Dataset items
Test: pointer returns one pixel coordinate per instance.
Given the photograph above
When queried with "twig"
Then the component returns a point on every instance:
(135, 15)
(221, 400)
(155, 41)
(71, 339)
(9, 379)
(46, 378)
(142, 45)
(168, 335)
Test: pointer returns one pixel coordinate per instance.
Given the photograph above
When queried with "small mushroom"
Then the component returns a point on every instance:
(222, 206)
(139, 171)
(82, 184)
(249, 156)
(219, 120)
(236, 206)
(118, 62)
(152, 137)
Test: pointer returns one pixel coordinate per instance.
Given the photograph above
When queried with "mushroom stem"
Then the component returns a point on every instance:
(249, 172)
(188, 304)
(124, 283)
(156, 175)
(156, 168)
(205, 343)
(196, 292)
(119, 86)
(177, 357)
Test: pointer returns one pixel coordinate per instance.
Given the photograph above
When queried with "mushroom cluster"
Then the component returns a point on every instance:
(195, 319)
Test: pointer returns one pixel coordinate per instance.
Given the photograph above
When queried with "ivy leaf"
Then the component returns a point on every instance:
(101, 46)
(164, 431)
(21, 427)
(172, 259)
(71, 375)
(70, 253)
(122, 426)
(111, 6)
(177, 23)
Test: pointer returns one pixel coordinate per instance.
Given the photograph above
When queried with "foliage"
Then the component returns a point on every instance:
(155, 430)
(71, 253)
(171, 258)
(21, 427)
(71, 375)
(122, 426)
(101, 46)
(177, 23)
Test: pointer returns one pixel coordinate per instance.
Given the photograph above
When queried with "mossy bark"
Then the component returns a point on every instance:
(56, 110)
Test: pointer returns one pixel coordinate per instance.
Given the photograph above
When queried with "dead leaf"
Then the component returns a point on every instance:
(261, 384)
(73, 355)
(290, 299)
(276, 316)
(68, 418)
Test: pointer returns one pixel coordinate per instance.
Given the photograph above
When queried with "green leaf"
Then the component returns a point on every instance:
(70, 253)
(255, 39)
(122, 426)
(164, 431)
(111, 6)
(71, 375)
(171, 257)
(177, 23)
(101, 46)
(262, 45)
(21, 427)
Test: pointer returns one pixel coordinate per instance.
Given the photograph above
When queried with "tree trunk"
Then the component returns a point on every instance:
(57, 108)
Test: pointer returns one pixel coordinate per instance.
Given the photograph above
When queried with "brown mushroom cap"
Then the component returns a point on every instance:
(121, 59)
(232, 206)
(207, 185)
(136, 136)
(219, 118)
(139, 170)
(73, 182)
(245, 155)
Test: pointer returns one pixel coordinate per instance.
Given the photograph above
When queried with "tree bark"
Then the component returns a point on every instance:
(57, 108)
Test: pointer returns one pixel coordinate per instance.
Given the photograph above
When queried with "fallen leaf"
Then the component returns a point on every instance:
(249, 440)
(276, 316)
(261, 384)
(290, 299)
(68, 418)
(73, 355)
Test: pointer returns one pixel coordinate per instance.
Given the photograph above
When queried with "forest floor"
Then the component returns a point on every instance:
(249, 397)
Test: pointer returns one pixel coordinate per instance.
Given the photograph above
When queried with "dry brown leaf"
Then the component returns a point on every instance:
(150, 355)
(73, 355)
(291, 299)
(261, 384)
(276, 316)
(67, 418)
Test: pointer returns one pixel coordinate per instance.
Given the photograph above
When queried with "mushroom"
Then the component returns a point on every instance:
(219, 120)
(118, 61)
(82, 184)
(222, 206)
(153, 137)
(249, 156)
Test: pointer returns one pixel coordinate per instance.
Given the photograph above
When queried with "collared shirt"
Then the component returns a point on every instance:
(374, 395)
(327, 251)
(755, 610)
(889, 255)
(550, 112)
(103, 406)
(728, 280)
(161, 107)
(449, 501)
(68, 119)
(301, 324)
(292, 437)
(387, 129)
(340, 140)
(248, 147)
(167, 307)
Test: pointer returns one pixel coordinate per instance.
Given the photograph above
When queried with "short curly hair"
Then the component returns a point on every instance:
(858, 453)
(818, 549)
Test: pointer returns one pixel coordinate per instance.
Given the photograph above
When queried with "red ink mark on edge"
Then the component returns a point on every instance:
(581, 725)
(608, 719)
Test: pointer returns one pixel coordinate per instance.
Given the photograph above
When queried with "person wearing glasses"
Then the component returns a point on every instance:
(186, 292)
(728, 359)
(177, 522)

→ Task to complete
Find every line above that contains the string "mushroom" and copy each one out. Treat uppercase and lowercase as different.

→ Task response
When queried with "small mushroom"
When queried with "mushroom stem"
When queried with "mushroom cluster"
When queried with "brown mushroom cap"
When queried with "mushroom"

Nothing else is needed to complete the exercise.